**REQUIREMENT**
Going through the material below, please gather all lines with the word "clear" in them.

___ SUPPLIED MATERIAL

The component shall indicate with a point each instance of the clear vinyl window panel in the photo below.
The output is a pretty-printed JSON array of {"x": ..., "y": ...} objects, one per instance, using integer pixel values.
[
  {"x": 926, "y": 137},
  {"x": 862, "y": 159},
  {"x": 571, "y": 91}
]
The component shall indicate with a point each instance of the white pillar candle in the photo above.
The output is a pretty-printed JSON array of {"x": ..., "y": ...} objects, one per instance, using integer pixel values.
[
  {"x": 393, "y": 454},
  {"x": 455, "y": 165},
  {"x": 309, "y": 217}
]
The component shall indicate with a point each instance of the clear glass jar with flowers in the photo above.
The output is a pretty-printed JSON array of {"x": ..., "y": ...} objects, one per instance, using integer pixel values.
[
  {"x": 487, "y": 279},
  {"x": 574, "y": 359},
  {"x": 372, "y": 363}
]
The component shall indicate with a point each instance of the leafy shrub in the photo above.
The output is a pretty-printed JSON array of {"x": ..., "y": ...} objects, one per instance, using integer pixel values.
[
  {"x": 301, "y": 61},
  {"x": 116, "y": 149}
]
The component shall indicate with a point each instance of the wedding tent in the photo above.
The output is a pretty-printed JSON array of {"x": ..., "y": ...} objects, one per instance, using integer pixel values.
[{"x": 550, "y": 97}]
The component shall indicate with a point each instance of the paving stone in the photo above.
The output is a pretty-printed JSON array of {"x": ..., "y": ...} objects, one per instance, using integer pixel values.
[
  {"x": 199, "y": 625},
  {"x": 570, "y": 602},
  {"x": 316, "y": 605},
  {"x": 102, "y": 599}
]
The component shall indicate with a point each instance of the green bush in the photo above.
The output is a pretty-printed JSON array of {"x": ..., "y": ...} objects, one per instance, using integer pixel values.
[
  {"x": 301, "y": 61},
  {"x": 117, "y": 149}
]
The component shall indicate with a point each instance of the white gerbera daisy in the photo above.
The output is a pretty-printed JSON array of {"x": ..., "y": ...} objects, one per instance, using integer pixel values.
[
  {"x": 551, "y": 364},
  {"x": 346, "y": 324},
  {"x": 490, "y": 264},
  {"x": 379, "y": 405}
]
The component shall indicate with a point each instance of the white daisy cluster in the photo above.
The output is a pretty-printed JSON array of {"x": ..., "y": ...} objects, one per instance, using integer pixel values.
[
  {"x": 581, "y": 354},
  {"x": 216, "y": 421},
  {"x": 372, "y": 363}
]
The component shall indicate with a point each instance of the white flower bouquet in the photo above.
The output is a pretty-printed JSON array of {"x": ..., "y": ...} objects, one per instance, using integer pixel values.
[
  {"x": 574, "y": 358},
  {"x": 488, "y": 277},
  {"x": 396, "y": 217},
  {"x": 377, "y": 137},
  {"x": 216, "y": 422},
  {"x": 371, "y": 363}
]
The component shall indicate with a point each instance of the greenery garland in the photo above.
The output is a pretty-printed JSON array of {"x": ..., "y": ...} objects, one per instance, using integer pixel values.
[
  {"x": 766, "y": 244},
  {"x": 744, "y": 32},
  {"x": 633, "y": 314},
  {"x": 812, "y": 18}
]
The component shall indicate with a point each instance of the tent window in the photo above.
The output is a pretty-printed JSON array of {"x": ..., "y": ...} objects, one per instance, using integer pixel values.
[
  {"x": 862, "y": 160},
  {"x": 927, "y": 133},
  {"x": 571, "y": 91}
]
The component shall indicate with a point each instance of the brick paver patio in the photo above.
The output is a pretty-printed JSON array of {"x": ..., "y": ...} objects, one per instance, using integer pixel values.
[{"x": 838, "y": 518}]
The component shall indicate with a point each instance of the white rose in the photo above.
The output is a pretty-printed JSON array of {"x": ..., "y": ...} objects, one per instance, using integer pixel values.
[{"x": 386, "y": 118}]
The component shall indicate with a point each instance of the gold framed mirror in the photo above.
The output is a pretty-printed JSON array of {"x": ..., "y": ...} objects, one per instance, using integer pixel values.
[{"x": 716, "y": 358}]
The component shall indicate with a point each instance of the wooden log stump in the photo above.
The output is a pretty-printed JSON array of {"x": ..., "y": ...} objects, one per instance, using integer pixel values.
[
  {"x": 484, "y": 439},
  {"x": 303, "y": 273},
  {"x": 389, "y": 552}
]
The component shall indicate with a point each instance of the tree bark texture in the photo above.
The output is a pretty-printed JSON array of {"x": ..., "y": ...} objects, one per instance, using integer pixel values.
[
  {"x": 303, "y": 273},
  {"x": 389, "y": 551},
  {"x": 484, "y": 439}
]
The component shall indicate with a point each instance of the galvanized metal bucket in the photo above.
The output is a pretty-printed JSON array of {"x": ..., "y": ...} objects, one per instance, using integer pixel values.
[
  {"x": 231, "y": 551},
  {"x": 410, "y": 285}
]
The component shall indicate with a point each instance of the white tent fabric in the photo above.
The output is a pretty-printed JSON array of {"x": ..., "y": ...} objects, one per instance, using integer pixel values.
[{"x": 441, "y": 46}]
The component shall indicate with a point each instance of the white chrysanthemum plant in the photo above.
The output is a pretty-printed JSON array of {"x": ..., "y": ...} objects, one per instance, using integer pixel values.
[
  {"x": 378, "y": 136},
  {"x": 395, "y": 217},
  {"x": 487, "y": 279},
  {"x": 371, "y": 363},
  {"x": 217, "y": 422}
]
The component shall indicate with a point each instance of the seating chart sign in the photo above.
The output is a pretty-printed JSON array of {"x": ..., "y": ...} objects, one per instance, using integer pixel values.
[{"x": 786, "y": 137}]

______

**EXERCISE RESULT**
The component shall indicate with a point each instance of the clear vinyl window panel in the photo below.
The component shall indicate with a point each instance of the clear glass jar with flowers in the photo above.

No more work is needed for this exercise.